## start Excerpted data

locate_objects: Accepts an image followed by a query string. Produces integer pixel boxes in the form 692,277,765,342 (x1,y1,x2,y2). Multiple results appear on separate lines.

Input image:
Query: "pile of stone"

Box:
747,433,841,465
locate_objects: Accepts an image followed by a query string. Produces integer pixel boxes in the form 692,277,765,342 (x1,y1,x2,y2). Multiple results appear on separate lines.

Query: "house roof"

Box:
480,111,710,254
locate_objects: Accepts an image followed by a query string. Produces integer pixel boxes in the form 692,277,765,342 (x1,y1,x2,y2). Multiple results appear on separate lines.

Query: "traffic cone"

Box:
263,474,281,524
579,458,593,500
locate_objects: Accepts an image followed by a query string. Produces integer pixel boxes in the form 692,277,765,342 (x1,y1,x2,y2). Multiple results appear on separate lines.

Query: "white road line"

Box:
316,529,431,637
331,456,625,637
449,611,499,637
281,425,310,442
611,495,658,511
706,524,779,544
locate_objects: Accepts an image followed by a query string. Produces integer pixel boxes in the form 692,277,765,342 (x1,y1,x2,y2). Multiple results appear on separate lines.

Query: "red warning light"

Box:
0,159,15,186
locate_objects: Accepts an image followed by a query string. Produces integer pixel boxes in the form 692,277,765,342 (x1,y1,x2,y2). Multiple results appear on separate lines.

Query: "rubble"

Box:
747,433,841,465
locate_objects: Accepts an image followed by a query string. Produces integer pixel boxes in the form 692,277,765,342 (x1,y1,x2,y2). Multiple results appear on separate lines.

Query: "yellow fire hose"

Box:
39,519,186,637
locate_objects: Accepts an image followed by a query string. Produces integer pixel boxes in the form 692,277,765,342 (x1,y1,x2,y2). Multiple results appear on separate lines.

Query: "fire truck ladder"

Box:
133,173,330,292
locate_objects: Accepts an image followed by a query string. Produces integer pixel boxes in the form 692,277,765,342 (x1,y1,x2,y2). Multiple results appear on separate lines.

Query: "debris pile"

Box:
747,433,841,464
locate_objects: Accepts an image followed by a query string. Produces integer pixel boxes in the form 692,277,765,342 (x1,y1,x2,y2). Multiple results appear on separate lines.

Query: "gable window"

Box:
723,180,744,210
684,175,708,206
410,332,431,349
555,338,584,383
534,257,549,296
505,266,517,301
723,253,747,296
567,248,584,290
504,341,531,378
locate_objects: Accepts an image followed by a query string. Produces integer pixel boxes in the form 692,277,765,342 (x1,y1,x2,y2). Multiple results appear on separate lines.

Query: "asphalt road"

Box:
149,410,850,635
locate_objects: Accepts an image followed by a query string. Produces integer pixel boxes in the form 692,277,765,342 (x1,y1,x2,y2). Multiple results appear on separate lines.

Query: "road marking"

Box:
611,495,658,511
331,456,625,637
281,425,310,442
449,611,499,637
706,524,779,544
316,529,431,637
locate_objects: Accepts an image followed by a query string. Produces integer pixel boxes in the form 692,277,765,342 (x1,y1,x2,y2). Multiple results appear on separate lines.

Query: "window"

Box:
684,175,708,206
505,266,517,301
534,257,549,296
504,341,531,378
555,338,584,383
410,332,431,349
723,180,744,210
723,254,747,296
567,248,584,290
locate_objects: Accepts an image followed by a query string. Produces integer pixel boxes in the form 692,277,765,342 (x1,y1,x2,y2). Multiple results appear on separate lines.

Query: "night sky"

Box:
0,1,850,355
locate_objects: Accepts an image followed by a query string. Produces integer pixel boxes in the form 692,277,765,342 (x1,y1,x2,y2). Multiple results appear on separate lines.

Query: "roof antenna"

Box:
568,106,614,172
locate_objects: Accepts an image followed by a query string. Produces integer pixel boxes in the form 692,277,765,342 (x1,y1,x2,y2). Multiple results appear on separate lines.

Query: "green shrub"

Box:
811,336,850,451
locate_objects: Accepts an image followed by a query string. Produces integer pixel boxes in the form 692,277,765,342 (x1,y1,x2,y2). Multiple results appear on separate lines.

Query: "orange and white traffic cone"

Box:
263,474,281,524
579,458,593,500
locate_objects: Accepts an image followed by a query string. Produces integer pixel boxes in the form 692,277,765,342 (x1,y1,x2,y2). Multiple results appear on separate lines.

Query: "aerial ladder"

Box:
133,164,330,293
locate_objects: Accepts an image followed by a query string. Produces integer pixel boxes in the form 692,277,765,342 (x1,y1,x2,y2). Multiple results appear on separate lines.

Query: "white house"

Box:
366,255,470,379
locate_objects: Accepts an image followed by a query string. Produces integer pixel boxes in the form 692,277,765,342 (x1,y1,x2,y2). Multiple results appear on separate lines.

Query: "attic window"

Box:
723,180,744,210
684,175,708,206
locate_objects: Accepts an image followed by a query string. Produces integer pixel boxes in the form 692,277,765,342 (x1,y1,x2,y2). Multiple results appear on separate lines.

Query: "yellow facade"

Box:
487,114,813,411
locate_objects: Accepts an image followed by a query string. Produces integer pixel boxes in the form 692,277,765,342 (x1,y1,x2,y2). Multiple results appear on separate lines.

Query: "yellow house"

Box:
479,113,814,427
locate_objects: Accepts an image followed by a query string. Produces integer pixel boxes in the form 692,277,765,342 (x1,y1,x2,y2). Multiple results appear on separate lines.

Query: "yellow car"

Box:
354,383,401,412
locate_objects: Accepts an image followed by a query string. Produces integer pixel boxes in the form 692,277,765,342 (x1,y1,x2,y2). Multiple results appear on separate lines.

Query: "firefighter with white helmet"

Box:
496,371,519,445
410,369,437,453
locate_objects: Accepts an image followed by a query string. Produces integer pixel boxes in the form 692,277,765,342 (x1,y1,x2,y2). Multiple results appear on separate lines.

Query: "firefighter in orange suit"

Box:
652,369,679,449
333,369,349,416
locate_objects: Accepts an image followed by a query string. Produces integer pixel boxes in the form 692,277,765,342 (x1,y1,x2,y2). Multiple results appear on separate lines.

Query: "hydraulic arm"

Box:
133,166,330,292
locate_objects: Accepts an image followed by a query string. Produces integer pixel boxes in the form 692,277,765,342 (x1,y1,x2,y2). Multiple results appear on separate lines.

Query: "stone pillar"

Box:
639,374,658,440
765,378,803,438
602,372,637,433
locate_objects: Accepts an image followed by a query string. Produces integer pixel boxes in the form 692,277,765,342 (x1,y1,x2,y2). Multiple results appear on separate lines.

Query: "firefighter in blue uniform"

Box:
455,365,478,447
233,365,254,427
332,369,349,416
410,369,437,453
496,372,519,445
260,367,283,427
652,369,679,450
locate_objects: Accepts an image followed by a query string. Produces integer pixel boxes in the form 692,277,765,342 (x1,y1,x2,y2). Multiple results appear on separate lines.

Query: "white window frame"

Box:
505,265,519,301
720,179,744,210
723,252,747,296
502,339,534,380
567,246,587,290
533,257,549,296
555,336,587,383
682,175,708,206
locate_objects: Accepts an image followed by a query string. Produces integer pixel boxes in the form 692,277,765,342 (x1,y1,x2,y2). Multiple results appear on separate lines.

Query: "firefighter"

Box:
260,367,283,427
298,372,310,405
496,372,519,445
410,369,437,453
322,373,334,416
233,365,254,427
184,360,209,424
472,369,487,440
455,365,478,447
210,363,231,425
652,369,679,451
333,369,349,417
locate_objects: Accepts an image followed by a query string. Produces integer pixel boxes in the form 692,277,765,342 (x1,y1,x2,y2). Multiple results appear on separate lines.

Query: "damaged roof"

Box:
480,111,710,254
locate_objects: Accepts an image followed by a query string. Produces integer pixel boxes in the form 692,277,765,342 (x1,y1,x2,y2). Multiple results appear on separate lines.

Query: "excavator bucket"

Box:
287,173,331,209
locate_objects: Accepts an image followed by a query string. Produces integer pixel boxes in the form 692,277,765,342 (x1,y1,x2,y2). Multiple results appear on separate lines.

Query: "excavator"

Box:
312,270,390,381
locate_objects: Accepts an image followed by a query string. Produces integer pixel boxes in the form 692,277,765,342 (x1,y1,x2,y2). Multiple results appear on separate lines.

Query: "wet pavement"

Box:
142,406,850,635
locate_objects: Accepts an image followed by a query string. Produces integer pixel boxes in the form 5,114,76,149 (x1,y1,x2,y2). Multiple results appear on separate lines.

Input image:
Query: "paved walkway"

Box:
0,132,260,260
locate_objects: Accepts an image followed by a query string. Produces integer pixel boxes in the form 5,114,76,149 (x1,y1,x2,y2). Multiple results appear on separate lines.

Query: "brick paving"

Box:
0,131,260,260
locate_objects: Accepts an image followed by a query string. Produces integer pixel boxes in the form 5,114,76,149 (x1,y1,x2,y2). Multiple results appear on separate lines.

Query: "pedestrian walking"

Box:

## end Excerpted data

» **Request**: From the listing above, copy out every line that contains the string "stone".

» **Exercise response**:
Query: "pile of stone"
Query: "stone pillar"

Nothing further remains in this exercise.